Dated,  Washington, DC

            November 6, 2002

 

 

 

 

                                                                                                            Michael J. Walsh

                                                                                                            Chairman

 

 

 

 

                                                                                                            Colleen Duffy Kiko

                                                                                                            Member

 

 

 

 

                                                                                                            Willie T.C. Thomas

                                                                                                            Alternate Member



     [1] It has been accepted that appellant was exposed to hazardous noise as alleged.

     [2] The Office requested that appellant complete an attached list of questions regarding his claimed condition.

     [3] See Donald A. Larson, 41 ECAB 947, 953-55 (1990); Charles H. Potter, 39 ECAB 645, 648-49 (1988).  According to the American Medical Association, Guides to the Evaluation of Permanent Impairment, tinnitus in the presence of unilateral or bilateral hearing impairment may impair speech discrimination.  Therefore, an impairment percentage of up to five percent may be added for employment-related tinnitus in the presence of measurable hearing loss if the tinnitus impacts the ability to perform activities of daily living; see A.M.A., Guides 246 (5th ed. 2001).  Disturbances of vestibular function due to tinnitus may cause dysequilibrium or otherwise prevent the usual activities of daily living.

     [4] See Larson at 953-54; Charles H. Potter, supra note 3 at 648.

     [5] Moreover, the evidence was issued within the 30-day time period allotted by the Office’s June 29, 2001 letter.

     [6] One of the form reports included a diagnosis of tinnitus and contained the notation “probably greater then 50 percent” in response to the question “Result of industrial exposure?”

     [7] 5 U.S.C. §§ 8101-8193.

     [8] 5 U.S.C. § 8124(a)(2); 20 C.F.R. § 10.130.

     [9] See 20 C.F.R. § 501.2(c).

     [10] 20 C.F.R. § 501.6(c).

     [11] William A. Couch, 41 ECAB 548, 553 (1990).

     [12] Appellant submitted additional evidence after the Office’s July 31, 2001 decision.  This evidence included a June 11, 2001 report in which Dr. Michael L. Adams, an attending physician Board-certified in preventive medicine, checked a “yes” box indicating that appellant’s “ringing in ears” was employment related and stated, “most likely due to chronic noise exposure.”  However, the Board cannot consider such evidence for the first time on appeal; see 20 C.F.R. § 501.2(c).
= = = = =
*Work item*.
From the Board decision text, write out the part between "[4] See Larson" and "C.F.R. § 10.130.", inclusive, word for word. Use only the Board decision text.
= = = = =
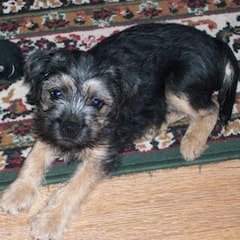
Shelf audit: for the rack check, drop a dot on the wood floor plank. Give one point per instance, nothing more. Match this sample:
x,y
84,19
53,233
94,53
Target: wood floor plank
x,y
189,203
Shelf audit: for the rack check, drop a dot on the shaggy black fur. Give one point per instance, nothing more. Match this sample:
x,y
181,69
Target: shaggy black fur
x,y
136,68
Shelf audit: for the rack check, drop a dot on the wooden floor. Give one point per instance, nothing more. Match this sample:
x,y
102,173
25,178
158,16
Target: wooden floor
x,y
184,203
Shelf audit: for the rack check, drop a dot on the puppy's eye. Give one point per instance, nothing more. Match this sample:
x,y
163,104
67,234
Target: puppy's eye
x,y
56,94
97,103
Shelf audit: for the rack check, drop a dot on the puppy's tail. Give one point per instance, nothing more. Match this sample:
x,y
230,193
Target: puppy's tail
x,y
227,92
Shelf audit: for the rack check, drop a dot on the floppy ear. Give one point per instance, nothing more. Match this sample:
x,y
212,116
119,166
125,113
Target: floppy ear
x,y
34,73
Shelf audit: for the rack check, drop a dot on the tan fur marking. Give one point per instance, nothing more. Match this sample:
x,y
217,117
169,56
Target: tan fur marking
x,y
65,204
20,194
201,125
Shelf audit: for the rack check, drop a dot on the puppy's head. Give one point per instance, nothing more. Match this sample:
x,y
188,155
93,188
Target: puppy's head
x,y
76,97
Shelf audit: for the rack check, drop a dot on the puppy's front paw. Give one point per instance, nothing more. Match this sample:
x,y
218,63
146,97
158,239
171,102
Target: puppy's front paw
x,y
17,197
47,226
191,148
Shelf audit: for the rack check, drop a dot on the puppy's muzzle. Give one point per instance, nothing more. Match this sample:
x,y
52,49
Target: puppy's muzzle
x,y
69,129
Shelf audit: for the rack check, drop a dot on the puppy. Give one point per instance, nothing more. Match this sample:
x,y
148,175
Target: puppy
x,y
91,104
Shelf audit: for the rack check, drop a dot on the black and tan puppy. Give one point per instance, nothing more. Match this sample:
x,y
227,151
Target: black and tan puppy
x,y
91,104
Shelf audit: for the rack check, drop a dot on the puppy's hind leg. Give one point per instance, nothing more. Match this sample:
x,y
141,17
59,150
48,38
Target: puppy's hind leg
x,y
194,141
52,221
202,122
20,194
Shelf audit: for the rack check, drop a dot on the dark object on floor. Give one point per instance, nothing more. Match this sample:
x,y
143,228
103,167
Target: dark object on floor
x,y
11,61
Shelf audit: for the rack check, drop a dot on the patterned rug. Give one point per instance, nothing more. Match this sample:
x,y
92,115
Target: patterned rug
x,y
80,24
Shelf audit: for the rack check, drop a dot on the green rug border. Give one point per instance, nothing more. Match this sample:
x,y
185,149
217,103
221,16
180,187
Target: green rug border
x,y
142,162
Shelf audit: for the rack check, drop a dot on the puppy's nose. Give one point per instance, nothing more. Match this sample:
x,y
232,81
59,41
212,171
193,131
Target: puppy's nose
x,y
69,129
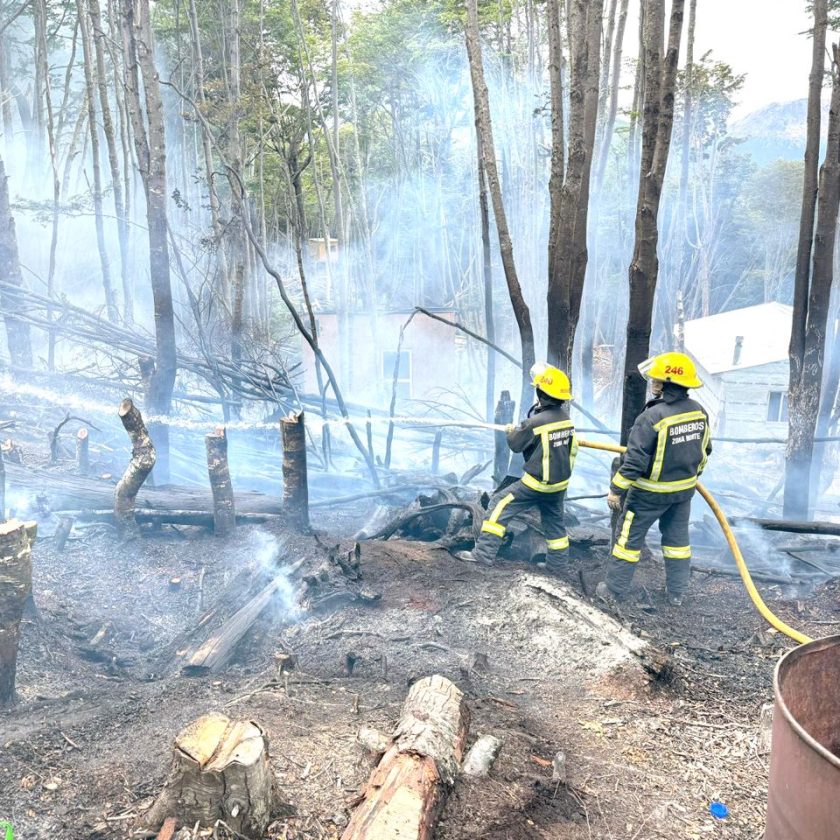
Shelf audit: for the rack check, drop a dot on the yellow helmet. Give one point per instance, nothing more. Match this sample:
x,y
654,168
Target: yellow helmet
x,y
551,380
671,367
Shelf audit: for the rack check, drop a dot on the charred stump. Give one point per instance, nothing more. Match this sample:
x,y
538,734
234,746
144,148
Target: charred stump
x,y
406,791
142,460
224,508
220,771
15,590
83,451
295,484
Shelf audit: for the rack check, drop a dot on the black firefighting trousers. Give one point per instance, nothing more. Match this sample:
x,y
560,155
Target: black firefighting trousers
x,y
509,502
641,510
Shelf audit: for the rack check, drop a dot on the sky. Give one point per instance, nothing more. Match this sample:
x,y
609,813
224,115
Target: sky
= = = = =
*Answer section*.
[4] See Larson at 953-54; Charles H. Potter, supra note 3 at 648.

     [5] Moreover, the evidence was issued within the 30-day time period allotted by the Office’s June 29, 2001 letter.

     [6] One of the form reports included a diagnosis of tinnitus and contained the notation “probably greater then 50 percent” in response to the question “Result of industrial exposure?”

     [7] 5 U.S.C. §§ 8101-8193.

     [8] 5 U.S.C. § 8124(a)(2); 20 C.F.R. § 10.130.